## Goal 1
Copy the passage on optical thermoelectric assemblies, starting with "Miniature Optical TEAs are" and going on through "overall tight tolerances.".

## Document excerpt
....................

Miniature optical packages provide a robust hermetic seal to protect small image-sensing components, including CMOS, CCD, IR, and X-ray detectors. Optical packages, like Transistor Outline (TO) Cans, are widely used for image-sensing applications. For high-end image sensing, micro thermoelectric coolers (TECs) can be integrated into optical packages called Optical Thermoelectric Assemblies (TEAs). This will provide deep cooling to temperatures well below ambient to minimize thermal noise and capture maximum light spectrum. To achieve precise temperature control, cooling image sensors requires highly engineered micro multistage TECs.

Application Challenges

Miniature Optical TEAs are used in a wide variety of applications including thermal imaging, high-performance cameras, gas detectors, spectrometers, border security, digital microscopes, metrology, and defense applications to name a few. For these types of applications, Optical TEA designs present several challenges. These include thermal management, size constraints, optomechanical stability, manufacturing consistency, and cost optimization.

Optical Image Sensing Applications

 

Mechanical stresses and vibrations can significantly influence the alignment and stability of miniature Optical TEAs, which can impact the alignment and stability of optical components. Designers need to select optimal bonding methods and ensure robust process controls are in place during the manufacturing stage to assure strong bonding adhesion between components in assembly with overall tight tolerances.

Miniature optical packages, which are the key components of optical TEAs, are typically made from materials with low thermal conductivity, such as Kovar. This limits heat dissipation, which can affect the performance and reliability of the imaging sensor.

To ensure that the deep cooling temperature minimizes thermal noise, designers need to implement active cooling devices, such as micro TECs, as they adhere to size and cleanliness requirements. Form factors continue to shrink into smaller packages, requiring higher precision assembly methods to pack smaller thermoelectric elements into tighter densities. TECs can withstand rigorous cleanliness methods and harsh solvents to assure no degradation occurs that can impact reliability.

....................

## Extracted material
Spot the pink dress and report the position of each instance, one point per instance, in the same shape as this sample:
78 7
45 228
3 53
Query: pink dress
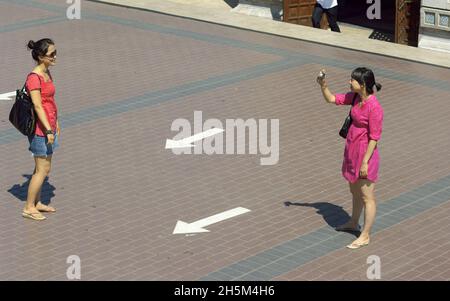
367 122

....................

## Goal 2
Reduce each coordinate in the records' answers by adding -109 to it, and give every line of the records again, requests included. Leave the pictures out.

## Result 1
Miniature Optical TEAs are used in a wide variety of applications including thermal imaging, high-performance cameras, gas detectors, spectrometers, border security, digital microscopes, metrology, and defense applications to name a few. For these types of applications, Optical TEA designs present several challenges. These include thermal management, size constraints, optomechanical stability, manufacturing consistency, and cost optimization.

Optical Image Sensing Applications

 

Mechanical stresses and vibrations can significantly influence the alignment and stability of miniature Optical TEAs, which can impact the alignment and stability of optical components. Designers need to select optimal bonding methods and ensure robust process controls are in place during the manufacturing stage to assure strong bonding adhesion between components in assembly with overall tight tolerances.

## Result 2
Spot the pink dress and report the position of each instance, one point per instance, in the same shape as this sample:
78 7
45 228
3 53
Query: pink dress
258 13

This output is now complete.